◆ Aim ◆
In the page excerpt on the carrier delay feature, what determines the default value of the carrier delay up timer leaf?

The module provides:

The "ietf-interfaces-common" YANG module has the following structure:

                    
module: ietf-interfaces-common
  augment /if:interfaces/if:interface:
    +--rw carrier-delay {carrier-delay}?
    |  +--rw down?                  uint32
    |  +--rw up?                    uint32
    |  +--ro carrier-transitions?   yang:counter64
    |  +--ro timer-running?         enumeration
    +--rw dampening! {dampening}?
    |  +--rw half-life?           uint32
    |  +--rw reuse?               uint32
    |  +--rw suppress?            uint32
    |  +--rw max-suppress-time?   uint32
    |  +--ro penalty?             uint32
    |  +--ro suppressed?          boolean
    |  +--ro time-remaining?      uint32
    +--rw encapsulation
    |  +--rw (encaps-type)?
    +--rw loopback?          identityref {loopback}?
    +--rw l2-mtu?            uint16 {configurable-l2-mtu}?
    +--rw forwarding-mode?   identityref {forwarding-mode}?
  augment /if:interfaces/if:interface:
    +--rw parent-interface    if:interface-ref {sub-interfaces}?

            
                

3.1. Carrier Delay

The carrier delay feature augments the IETF interfaces data model with configuration for a simple algorithm that is used, generally on physical interfaces, to suppress short transient changes in the interface link state. It can be used in conjunction with the dampening feature described in Section 3.2 to provide effective control of unstable links and unwanted state transitions.

The principle of the carrier delay feature is to use a short per interface timer to ensure that any interface link state transition that occurs and reverts back within the specified time interval is entirely suppressed without providing any signalling to any upper layer protocols that the state transition has occurred. E.g. in the case that the link state transition is suppressed then there is no change of the /if:interfaces-state/if:interface/oper-status or /if:interfaces-state/if:interfaces/last-change leaves for the interface that the feature is operating on. One obvious side effect of using this feature that is that any state transition will always be delayed by the specified time interval.

The configuration allows for separate timer values to be used in the suppression of down->up->down link transitions vs up->down->up link transitions.

The carrier delay down timer leaf specifies the amount of time that an interface that is currently in link up state must be continuously down before the down state change is reported to higher level protocols. Use of this timer can cause traffic to be black holed for the configured value and delay reconvergence after link failures, therefore its use is normally restricted to cases where it is necessary to allow enough time for another protection mechanism (such as an optical layer automatic protection system) to take effect.

The carrier delay up timer leaf specifies the amount of time that an interface that is currently in link down state must be continuously up before the down->up link state transition is reported to higher level protocols. This timer is generally useful as a debounce mechanism to ensure that a link is relatively stable before being brought into service. It can also be used effectively to limit the frequency at which link state transition events may occur. The default value for this leaf is determined by the underlying network device.

◆ Extracted material ◆
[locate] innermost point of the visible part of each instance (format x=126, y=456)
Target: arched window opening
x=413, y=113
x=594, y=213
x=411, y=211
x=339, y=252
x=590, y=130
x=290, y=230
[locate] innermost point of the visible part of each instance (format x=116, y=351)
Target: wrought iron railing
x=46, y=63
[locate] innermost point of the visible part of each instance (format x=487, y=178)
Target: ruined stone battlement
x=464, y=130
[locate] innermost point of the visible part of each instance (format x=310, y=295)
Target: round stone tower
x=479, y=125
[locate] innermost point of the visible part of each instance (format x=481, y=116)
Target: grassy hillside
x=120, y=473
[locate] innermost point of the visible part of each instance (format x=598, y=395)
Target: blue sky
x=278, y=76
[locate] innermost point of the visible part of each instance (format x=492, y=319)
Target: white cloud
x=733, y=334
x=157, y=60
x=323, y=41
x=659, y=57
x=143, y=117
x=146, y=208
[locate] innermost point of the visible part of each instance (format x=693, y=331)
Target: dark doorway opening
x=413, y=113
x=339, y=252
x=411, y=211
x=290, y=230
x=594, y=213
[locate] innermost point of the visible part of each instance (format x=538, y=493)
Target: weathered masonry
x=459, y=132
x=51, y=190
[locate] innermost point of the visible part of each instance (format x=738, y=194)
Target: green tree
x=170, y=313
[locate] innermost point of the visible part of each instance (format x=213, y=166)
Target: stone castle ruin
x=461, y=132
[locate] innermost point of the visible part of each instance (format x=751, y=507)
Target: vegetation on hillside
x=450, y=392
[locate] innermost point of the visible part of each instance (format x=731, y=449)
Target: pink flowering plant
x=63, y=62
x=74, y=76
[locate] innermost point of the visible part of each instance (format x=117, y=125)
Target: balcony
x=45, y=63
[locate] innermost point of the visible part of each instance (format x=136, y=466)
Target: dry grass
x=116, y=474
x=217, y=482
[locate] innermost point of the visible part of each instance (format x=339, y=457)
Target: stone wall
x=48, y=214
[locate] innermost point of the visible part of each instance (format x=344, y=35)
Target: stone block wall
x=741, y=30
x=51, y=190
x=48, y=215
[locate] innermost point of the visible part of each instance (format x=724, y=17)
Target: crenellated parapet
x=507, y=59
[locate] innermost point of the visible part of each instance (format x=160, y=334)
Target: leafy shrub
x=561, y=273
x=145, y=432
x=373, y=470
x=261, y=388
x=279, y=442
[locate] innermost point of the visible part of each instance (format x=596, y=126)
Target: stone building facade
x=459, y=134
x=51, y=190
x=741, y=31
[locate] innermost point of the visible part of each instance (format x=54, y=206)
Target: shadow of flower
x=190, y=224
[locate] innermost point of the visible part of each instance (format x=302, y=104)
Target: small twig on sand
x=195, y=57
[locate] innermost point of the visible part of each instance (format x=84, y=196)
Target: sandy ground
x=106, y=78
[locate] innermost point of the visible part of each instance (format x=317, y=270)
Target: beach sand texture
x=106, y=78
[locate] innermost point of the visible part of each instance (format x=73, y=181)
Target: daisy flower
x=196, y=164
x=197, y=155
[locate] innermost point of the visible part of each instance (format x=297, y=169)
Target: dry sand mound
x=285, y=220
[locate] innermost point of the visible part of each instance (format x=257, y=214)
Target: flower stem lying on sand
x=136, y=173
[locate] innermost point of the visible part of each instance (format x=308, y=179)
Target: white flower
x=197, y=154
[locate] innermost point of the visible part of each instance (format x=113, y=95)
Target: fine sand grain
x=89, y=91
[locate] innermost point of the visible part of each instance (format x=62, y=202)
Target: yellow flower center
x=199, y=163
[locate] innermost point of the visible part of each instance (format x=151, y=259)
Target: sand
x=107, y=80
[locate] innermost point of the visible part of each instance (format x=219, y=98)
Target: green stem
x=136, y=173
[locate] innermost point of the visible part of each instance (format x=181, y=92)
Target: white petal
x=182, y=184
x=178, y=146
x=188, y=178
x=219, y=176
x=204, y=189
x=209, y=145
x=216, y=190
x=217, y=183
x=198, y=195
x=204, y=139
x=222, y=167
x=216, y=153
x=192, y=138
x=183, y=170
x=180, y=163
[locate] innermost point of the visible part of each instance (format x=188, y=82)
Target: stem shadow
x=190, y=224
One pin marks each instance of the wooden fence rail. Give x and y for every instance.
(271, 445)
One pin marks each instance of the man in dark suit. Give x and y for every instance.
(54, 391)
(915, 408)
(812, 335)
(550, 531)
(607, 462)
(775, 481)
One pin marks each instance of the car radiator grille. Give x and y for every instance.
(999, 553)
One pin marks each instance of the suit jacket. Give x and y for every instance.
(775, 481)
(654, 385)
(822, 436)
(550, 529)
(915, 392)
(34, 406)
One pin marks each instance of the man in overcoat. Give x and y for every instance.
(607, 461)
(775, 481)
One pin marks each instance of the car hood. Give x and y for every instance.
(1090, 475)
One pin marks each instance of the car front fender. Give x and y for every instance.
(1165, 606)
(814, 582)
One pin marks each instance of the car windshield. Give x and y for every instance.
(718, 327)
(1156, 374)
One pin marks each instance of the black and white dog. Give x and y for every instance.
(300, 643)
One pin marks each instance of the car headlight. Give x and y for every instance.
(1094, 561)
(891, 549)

◆ Exercise result ◆
The underlying network device determines it.